## ASSIGNMENT
Output exactly the lines between the one holding "Per instance of the corn cob tip, set" and the last line of the data below, both of those lines included.

[Photo-based referring expression data]
== Segment start ==

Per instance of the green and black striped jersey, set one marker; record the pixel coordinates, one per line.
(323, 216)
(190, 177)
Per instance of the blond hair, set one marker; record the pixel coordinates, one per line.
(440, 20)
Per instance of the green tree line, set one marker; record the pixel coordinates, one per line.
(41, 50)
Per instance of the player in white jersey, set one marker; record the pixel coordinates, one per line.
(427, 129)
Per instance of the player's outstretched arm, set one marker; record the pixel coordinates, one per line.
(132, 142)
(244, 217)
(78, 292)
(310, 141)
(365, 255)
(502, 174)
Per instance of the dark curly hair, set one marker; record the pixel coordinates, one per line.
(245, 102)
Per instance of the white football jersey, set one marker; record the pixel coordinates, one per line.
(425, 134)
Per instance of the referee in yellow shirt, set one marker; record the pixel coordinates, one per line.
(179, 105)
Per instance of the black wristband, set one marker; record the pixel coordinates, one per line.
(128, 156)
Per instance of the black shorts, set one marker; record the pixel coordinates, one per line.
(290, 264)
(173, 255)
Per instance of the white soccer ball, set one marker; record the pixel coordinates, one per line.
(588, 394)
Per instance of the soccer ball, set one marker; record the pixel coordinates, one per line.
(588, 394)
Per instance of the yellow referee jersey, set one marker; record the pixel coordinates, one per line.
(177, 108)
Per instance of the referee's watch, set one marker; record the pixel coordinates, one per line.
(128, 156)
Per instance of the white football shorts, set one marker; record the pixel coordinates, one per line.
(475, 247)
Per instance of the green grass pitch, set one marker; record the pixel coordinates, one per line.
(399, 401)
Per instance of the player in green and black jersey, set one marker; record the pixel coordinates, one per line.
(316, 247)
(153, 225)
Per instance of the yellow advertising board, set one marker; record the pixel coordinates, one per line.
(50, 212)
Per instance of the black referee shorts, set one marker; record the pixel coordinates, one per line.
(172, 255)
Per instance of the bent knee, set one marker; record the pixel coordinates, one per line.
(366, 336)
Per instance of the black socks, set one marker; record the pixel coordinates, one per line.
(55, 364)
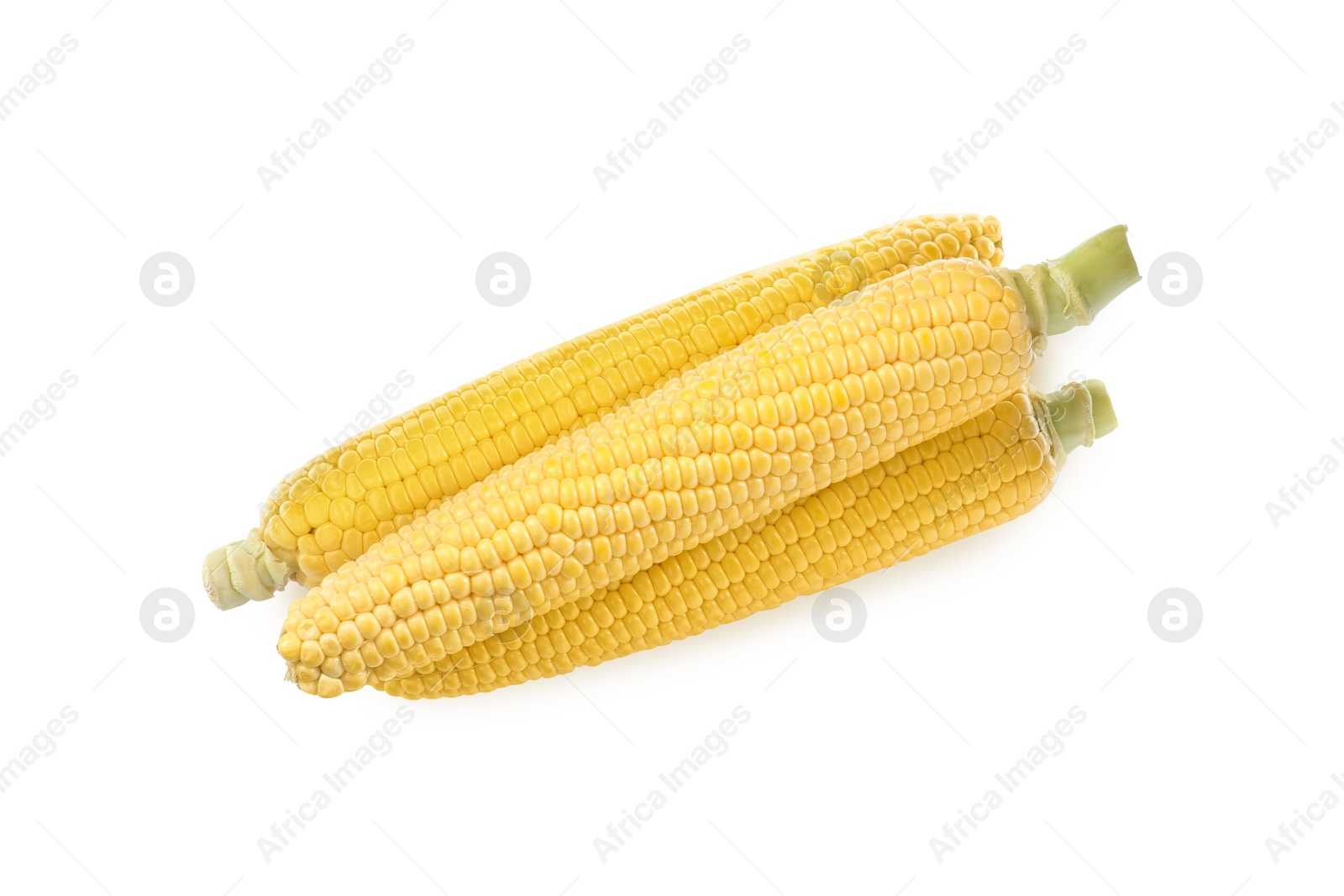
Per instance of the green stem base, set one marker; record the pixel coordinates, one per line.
(1079, 414)
(242, 571)
(1072, 291)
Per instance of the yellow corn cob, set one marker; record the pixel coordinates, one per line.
(985, 472)
(340, 503)
(783, 416)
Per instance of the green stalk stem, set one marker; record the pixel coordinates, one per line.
(1077, 414)
(1070, 291)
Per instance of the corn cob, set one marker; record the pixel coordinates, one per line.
(340, 503)
(985, 472)
(792, 410)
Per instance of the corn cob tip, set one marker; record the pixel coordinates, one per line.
(1072, 291)
(242, 571)
(1079, 412)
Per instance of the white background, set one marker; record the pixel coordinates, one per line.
(312, 296)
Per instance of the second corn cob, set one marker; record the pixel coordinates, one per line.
(340, 503)
(924, 307)
(990, 470)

== Segment end ==

## SOLUTION TO THIS EXERCISE
Per instance of the corn cob tip, set one marker; record the pixel coordinates, one per line.
(1072, 291)
(242, 571)
(1079, 412)
Per instance of the white background, set one marker; record the pixel coordinates, one per line.
(312, 296)
Per instance of the second corn cob, set one marker; record the pixel coordinates, one per line.
(340, 503)
(924, 307)
(990, 470)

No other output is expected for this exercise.